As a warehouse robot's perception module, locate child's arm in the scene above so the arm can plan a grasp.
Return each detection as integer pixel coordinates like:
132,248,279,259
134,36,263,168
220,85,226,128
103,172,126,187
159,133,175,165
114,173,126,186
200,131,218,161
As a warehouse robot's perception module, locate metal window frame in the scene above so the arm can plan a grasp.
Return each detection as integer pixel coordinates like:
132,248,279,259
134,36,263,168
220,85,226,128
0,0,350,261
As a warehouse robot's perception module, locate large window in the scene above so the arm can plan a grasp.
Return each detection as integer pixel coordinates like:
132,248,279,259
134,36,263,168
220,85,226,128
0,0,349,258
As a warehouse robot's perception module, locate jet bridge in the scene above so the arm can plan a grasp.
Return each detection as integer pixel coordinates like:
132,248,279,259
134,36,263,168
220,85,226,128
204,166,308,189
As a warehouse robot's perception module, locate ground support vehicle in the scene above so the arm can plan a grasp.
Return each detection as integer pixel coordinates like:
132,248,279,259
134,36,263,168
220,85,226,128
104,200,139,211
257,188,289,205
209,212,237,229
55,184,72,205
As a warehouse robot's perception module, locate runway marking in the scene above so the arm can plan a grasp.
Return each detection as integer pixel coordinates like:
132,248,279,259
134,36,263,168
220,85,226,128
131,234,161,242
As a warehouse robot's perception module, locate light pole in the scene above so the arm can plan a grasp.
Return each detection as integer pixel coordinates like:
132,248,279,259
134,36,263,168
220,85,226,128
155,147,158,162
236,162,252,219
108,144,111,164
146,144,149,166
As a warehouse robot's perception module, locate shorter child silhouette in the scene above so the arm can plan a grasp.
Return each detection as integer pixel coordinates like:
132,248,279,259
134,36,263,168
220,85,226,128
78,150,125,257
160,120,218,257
^^^^
DIRECTIONS:
Return all of the data above verbatim.

RESPONSE TO THIS EXERCISE:
As a warehouse robot's perception module, locate child's arm in the scene above so the arm can plan a grasp.
Return each detection as integer pixel coordinates like:
132,248,279,259
134,36,263,168
220,85,226,128
103,172,126,187
159,133,175,165
114,173,126,186
200,131,218,161
As a warehouse robot's perception module, locate metal window frame in the scene above so the arm can plan a grasp.
Return each detection as integer pixel coordinates like:
132,248,279,259
134,36,263,168
220,85,226,128
0,0,350,261
As a warehouse robot's perception module, locate large window in the scene above so the arm can plan a grasp.
Return each detection as integer pixel coordinates like:
132,248,279,259
134,36,263,168
220,85,226,128
0,0,349,258
As a warehouse robot's perception module, locate jet bridge in the scene above so the arm can plan a grasp.
Return each detection as integer pixel coordinates like:
132,248,279,259
134,36,263,168
220,85,226,128
204,166,308,189
As a warehouse robot's perception module, locate ground support vehicle in the scene above so the arm can plan a grasp.
Return each detection as integer pixel coordinates like:
132,248,279,259
134,36,263,168
220,85,226,128
104,200,139,211
257,188,289,205
209,212,237,229
55,184,72,205
As a warehouse robot's perception module, locate runway marking in the scene above so the arm can plan a grasp.
Return each detection as integer pixel coordinates like:
132,248,279,259
134,36,263,168
220,85,226,128
131,234,161,242
As a warehouse robot's perception module, locate light pole in the scene above so the arm can plan a grasp.
Return each detection as integer pixel coordinates like:
132,248,279,259
134,36,263,168
220,85,226,128
155,147,158,162
236,162,252,219
108,144,111,164
146,144,149,166
As a warehouse robot's perception module, locate shorter child silhouette in the scene above so the arm can plan a grasp.
Return each detection as integer pixel coordinates like:
132,248,279,259
134,36,263,168
220,85,226,128
78,150,125,257
160,120,218,257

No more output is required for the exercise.